* [About this task]: Copy out each line in the listing below where the word "instance" appears.

:::::

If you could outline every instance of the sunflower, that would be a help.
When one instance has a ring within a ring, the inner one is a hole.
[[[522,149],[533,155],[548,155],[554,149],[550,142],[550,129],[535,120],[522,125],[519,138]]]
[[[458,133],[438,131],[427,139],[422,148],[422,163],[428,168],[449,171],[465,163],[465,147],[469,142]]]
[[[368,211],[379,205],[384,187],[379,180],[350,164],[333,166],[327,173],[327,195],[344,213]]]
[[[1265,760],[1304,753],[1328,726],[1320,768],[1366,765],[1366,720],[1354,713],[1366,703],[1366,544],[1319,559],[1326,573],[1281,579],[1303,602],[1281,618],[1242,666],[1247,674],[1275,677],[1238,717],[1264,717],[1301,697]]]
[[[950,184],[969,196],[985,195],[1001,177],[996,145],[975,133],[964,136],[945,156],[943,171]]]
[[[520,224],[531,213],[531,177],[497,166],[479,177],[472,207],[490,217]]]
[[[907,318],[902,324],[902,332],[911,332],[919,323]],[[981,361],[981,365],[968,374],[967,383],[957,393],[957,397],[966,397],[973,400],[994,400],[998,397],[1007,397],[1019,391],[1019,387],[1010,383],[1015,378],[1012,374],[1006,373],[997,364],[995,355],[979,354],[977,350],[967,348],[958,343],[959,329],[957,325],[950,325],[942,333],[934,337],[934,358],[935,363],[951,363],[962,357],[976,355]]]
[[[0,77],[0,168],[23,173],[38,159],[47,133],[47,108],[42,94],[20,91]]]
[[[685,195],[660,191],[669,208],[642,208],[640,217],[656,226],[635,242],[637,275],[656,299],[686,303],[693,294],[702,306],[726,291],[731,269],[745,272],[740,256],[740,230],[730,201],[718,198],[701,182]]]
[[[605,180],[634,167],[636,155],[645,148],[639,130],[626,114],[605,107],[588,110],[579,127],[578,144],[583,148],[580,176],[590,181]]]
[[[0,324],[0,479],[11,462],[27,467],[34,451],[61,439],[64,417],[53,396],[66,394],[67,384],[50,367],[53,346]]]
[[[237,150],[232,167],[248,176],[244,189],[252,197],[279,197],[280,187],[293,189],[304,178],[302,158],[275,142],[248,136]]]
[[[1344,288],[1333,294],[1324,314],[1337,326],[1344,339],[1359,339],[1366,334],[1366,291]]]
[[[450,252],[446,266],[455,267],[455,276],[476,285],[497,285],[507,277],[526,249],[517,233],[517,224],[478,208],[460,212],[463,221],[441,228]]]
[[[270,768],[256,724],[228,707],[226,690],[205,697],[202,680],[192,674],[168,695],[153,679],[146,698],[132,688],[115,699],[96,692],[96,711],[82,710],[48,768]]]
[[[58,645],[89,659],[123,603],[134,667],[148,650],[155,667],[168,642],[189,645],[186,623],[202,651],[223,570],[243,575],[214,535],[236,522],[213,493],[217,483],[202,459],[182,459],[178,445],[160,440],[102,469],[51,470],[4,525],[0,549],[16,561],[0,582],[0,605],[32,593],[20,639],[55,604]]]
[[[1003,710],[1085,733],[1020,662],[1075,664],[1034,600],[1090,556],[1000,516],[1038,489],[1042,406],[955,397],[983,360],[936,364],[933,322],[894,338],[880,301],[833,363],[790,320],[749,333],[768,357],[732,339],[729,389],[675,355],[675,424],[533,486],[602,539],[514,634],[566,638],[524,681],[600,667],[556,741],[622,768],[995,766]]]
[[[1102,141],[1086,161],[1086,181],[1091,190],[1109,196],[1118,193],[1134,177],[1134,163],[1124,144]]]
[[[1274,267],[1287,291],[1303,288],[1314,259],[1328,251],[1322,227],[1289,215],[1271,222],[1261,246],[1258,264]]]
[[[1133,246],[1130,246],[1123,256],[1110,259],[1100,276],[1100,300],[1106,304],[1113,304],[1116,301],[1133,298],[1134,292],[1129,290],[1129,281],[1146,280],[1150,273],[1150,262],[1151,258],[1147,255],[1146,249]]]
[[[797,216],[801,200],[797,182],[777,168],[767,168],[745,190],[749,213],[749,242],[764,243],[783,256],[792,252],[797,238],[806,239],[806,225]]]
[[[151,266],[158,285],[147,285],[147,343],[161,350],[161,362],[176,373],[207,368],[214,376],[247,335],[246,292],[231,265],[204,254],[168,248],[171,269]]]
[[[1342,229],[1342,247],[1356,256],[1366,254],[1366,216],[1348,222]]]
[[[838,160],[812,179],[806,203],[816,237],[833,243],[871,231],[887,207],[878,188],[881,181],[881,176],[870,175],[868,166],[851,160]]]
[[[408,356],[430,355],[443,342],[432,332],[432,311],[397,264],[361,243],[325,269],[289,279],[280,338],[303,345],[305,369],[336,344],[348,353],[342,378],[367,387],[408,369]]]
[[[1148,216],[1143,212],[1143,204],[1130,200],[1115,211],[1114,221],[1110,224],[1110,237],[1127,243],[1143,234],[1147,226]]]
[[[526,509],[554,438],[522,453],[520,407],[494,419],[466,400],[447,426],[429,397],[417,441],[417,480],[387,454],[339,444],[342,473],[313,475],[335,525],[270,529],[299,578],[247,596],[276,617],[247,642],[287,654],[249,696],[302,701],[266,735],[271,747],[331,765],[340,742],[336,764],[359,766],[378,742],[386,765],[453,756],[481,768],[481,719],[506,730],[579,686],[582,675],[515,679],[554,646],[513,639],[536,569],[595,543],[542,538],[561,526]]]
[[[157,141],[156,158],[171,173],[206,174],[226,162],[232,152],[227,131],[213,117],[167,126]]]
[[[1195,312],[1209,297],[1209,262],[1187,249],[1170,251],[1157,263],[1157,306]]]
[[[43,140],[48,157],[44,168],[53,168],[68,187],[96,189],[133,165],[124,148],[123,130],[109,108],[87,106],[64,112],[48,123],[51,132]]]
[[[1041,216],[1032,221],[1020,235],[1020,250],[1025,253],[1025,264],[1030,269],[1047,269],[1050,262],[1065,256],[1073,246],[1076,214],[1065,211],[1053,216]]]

:::::

* [Task result]:
If you could outline every instance of the sunflower, that would be a help.
When one instance has a ring within a ring, the inner one is a hole.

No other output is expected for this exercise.